(What is asked) Render the following material again verbatim, leaving nothing out.

(Rows from a pointing dataset)

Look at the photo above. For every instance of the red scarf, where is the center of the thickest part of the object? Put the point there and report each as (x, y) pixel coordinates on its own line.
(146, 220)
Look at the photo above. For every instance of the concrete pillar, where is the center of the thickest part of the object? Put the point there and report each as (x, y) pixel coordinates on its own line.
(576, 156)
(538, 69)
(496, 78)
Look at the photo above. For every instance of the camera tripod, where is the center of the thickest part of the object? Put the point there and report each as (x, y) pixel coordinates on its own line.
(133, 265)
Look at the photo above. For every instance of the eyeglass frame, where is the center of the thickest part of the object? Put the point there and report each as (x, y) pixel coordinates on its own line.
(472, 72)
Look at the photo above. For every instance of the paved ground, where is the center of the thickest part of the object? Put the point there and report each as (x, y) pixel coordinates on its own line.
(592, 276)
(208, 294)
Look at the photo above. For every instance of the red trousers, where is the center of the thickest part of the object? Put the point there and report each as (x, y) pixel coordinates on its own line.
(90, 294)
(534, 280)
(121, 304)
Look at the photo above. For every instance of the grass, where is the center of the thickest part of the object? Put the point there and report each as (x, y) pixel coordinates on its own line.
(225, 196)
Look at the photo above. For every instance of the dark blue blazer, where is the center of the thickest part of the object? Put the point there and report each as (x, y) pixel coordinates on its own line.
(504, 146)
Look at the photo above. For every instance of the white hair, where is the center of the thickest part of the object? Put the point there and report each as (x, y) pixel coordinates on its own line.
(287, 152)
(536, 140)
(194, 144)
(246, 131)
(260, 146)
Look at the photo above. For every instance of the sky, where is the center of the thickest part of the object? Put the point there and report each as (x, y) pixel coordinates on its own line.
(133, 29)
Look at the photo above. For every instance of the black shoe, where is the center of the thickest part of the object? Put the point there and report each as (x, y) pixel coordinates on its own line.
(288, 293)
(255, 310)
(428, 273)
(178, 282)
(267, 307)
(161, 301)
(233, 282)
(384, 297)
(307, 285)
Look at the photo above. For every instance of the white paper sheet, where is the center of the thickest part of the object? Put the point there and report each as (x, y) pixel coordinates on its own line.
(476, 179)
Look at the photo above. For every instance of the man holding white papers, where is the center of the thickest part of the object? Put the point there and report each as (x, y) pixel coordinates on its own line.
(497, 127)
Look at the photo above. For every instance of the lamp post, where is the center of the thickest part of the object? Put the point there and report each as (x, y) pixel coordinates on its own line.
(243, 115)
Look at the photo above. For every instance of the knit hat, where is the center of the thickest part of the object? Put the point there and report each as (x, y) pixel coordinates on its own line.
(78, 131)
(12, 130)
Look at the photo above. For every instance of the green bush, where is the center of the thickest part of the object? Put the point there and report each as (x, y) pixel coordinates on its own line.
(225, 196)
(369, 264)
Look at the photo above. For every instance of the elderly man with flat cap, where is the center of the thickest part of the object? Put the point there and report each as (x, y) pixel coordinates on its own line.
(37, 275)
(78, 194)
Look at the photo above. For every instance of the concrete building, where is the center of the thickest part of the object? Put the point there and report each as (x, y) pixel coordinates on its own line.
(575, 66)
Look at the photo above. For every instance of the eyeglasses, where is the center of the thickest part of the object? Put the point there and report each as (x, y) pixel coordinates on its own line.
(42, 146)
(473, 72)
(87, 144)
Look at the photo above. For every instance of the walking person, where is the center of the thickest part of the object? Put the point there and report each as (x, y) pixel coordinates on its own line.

(Solution)
Look at the photo above. For every instance of the red scarf, where is the center of the thickest part of the object? Put the point there and report each as (x, y) pixel coordinates on its own line.
(146, 220)
Look at the photo above. For every instance of the concrete pillar, where is the center of the thickest part of the object? Put the point there and report each as (x, y) pixel coordinates on its own line.
(576, 156)
(538, 69)
(496, 78)
Look at the photo above. For every instance of the camera tripod, where is the center of the thickest part of the object? Put the point there and report each as (x, y) pixel coordinates on its own line.
(133, 265)
Look at the photo above. For every instance of the eyeglass frame, where is the center of the thickest part of the object? Put the point there and report each as (x, y) pixel coordinates on its own line.
(472, 72)
Look at the photo above. For every instance of the paved ground, where is the center of the thickest part of the object? Put the point there and report each as (x, y) pixel coordinates on its own line.
(592, 276)
(208, 294)
Look at the photo above. For every instance of the red trousers, where is the center of the thickest part of the object? Put the point there and report each as (x, y) pixel coordinates on its own line.
(90, 294)
(534, 280)
(121, 304)
Look at the photo above. For every instance of the grass, where is the center of the thickest part of the object? Put the point there and report each as (x, y) pixel coordinates on its own line.
(225, 196)
Look at the photo above. For every instance of the dark blue blazer, where is the center of the thickest part of the object? Put the point there and report each as (x, y) pixel coordinates on its own line.
(504, 146)
Look at the photo above. For every instance of the white hair, where is the center of the thickest part of the object? Put the point there and report each as (x, y) pixel coordinates on its own line.
(287, 152)
(536, 140)
(194, 144)
(246, 131)
(260, 146)
Look at the photo above. For every instance of the sky, where is the center of the thickest part of the object? Put the point there and report each as (x, y) pixel coordinates on its own line.
(133, 29)
Look at the photo above. For every instance of the black shoe, where is the center of the thickest part of the object? Put the point there and report each as (x, y) pixel coordinates on its own line.
(288, 293)
(255, 310)
(428, 273)
(178, 282)
(267, 307)
(161, 301)
(233, 282)
(384, 297)
(307, 285)
Look at the photo above. For every instance of the white paper sheet, where is the center of the thickest part of the object? Put the point there and report each as (x, y) pixel coordinates on its own line.
(476, 179)
Look at the photo above. For every instance of the man holding white papers, where is the center of the thickest part of the object? Put the point there and report each as (x, y) pixel coordinates on its own line.
(497, 127)
Look at the photo above. For every instance of the lamp post, where is the center of the thickest part of the object? Put the point there and report each as (x, y) pixel coordinates on its own line.
(243, 115)
Look at the photo above. For every instance of the knit hat, where is the center of the thickest part of the object? Put the point there and report each as (x, y) pixel coordinates on its own line.
(78, 131)
(12, 130)
Look at the photo above. For every instance of the green bush, where is the center of the thickest part of the object? Put the point there and report each as (x, y) pixel coordinates on its own line.
(225, 196)
(369, 264)
Look at the photo above. For every instance of the elderly man with flat cap, where is the center of the thickest part of the object? Put the point there and report each as (x, y) pixel coordinates on its own line.
(37, 275)
(78, 194)
Look at the photo above. For every instance of the concrete building, where is the center of the thickest part of the object? Put the point there and report each as (x, y) pixel coordinates on its own line.
(575, 66)
Look at the photo above. For every instance of the eyeglasses, where is the center of the thickest part of the object? Put the point there and report each as (x, y) pixel coordinates on its own line.
(42, 146)
(473, 72)
(87, 144)
Look at the photo above. For every instance of the walking person, where is the center of the thickest part of the object? Put the point there and report each as (x, y) pixel coordinates on its own line.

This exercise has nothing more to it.